Region labeling rows:
##########

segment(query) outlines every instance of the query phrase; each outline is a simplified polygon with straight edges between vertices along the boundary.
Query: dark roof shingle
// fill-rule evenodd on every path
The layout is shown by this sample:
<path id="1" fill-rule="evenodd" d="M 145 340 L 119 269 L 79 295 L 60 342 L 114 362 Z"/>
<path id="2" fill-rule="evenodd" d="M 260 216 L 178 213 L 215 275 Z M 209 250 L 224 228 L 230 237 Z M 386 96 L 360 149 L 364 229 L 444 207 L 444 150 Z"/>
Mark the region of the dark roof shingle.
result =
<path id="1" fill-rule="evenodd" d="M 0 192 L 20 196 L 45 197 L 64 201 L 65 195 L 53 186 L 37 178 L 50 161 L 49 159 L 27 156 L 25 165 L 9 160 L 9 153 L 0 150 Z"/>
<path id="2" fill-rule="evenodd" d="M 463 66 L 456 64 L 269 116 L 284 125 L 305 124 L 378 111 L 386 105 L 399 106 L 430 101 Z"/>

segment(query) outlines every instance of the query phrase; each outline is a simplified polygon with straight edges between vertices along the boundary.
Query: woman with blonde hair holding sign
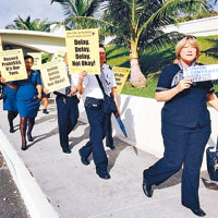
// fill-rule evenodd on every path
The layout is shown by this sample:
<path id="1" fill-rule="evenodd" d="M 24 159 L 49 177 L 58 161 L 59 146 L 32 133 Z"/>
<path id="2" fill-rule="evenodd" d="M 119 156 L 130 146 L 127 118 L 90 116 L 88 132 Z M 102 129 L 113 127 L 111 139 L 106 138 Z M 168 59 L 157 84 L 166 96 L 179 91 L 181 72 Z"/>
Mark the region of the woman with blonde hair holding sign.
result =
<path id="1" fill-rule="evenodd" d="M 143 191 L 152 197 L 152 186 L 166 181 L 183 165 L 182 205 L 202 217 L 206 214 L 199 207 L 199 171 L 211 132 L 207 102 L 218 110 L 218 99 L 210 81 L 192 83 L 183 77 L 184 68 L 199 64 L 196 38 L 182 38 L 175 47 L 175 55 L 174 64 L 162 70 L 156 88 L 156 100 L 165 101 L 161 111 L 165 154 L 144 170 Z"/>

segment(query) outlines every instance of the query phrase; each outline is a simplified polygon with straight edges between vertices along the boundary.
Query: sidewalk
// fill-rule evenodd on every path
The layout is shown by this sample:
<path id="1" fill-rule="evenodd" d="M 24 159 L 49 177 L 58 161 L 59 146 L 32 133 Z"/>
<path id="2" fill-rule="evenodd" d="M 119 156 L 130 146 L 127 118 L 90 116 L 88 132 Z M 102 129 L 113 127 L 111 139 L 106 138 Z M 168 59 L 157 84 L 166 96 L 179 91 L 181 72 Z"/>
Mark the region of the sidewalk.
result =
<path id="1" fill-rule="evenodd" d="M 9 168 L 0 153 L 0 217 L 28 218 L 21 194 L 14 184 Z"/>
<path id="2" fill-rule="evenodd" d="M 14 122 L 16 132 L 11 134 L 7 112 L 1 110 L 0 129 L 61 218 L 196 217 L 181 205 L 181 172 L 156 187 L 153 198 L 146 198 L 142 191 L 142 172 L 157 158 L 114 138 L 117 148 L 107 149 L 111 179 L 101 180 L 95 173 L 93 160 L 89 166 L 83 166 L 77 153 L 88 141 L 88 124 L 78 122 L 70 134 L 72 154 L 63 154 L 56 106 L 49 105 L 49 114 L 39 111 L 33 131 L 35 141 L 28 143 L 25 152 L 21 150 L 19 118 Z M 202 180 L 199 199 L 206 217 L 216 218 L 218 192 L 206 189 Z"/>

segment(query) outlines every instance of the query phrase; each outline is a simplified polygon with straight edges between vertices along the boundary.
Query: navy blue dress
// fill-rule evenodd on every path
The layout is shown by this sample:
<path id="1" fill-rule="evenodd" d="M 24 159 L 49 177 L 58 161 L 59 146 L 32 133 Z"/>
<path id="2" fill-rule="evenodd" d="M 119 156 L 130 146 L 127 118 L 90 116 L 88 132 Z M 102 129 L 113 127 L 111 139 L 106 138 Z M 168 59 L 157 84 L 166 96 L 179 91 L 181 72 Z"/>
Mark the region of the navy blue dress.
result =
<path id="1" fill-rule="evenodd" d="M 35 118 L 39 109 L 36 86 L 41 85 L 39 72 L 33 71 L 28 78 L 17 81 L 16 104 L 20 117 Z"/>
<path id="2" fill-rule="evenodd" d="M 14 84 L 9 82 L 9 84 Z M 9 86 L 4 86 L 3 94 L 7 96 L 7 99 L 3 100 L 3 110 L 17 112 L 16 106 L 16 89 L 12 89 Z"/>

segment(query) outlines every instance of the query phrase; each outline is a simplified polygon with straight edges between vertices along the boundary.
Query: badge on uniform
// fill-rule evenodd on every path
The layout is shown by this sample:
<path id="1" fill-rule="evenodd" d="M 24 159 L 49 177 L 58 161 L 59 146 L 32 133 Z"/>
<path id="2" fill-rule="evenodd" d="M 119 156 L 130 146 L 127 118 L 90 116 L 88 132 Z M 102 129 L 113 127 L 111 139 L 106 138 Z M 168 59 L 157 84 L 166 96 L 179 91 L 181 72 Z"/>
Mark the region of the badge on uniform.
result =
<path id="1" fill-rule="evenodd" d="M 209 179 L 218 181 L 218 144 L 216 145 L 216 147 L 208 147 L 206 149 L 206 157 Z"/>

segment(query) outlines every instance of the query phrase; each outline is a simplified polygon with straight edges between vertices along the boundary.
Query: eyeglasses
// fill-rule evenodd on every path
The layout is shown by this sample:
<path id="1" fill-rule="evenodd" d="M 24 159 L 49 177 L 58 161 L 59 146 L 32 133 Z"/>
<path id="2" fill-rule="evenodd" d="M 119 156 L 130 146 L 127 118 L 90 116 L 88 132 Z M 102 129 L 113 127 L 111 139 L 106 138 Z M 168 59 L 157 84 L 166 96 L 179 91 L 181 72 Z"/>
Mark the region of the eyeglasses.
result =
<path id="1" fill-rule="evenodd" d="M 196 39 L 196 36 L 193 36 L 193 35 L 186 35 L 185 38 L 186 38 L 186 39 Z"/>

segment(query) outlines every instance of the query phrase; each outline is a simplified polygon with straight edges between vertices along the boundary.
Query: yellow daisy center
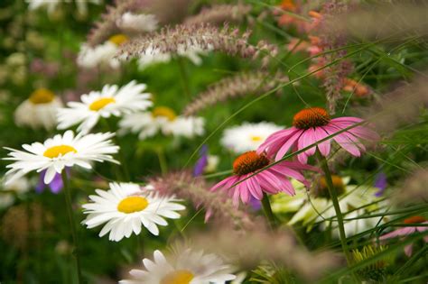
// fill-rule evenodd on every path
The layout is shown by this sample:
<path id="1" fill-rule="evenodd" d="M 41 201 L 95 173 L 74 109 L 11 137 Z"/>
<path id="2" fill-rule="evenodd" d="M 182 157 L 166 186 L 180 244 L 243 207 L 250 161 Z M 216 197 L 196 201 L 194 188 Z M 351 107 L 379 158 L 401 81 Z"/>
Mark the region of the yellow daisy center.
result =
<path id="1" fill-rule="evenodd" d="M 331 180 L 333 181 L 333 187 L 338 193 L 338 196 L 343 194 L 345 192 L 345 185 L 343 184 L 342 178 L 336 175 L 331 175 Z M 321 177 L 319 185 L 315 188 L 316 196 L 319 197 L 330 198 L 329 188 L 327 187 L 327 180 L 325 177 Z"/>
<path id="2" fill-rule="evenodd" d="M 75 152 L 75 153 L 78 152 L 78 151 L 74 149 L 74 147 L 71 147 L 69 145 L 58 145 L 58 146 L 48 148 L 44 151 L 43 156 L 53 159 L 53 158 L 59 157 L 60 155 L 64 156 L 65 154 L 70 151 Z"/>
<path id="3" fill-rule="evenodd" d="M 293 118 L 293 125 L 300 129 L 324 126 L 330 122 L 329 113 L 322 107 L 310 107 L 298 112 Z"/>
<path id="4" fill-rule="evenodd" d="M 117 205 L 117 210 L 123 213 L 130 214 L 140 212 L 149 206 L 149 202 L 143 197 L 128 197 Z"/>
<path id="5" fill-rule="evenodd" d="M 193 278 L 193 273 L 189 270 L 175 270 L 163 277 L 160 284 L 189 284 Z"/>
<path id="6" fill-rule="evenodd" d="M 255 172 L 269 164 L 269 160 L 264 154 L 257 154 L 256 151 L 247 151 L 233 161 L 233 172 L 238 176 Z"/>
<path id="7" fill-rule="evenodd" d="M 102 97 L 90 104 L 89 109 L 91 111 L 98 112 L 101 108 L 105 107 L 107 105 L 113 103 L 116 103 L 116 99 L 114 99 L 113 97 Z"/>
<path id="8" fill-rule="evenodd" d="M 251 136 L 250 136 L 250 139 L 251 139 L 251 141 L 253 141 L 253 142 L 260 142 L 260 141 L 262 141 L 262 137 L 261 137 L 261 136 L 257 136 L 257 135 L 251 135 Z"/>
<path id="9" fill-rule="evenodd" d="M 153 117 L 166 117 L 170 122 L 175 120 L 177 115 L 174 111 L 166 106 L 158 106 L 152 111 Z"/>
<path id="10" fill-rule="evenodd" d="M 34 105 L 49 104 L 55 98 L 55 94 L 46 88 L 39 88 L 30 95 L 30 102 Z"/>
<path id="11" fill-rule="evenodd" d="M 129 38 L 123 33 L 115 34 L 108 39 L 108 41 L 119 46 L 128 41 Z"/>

##########

Short task
Write the rows from the beginning through the line that contains "192 L 20 196", inclusive, as a JSON list of strings with one string per line. Leave out any blank lines.

Full response
[
  "segment(query) outlines every instance of the query phrase; each outline is a simplified polygon with straight edges between vertices along the boundary.",
  "Query: dark roof shingle",
  "// fill-rule evenodd on every path",
  "The layout is shown by this sample:",
  "<path id=\"1\" fill-rule=\"evenodd\" d=\"M 145 340 L 119 269 L 79 295 L 60 342 L 114 362 Z\"/>",
  "<path id=\"2\" fill-rule=\"evenodd\" d=\"M 260 216 L 178 213 L 215 275 Z M 209 250 L 224 228 L 230 237 Z M 386 96 L 360 149 L 364 229 L 444 207 L 444 150 Z\"/>",
  "Mark the region of the dark roof shingle.",
  "result =",
  "<path id=\"1\" fill-rule=\"evenodd\" d=\"M 0 192 L 20 196 L 45 197 L 64 201 L 65 195 L 53 186 L 37 178 L 50 161 L 49 159 L 27 156 L 25 165 L 9 160 L 9 153 L 0 150 Z\"/>"
]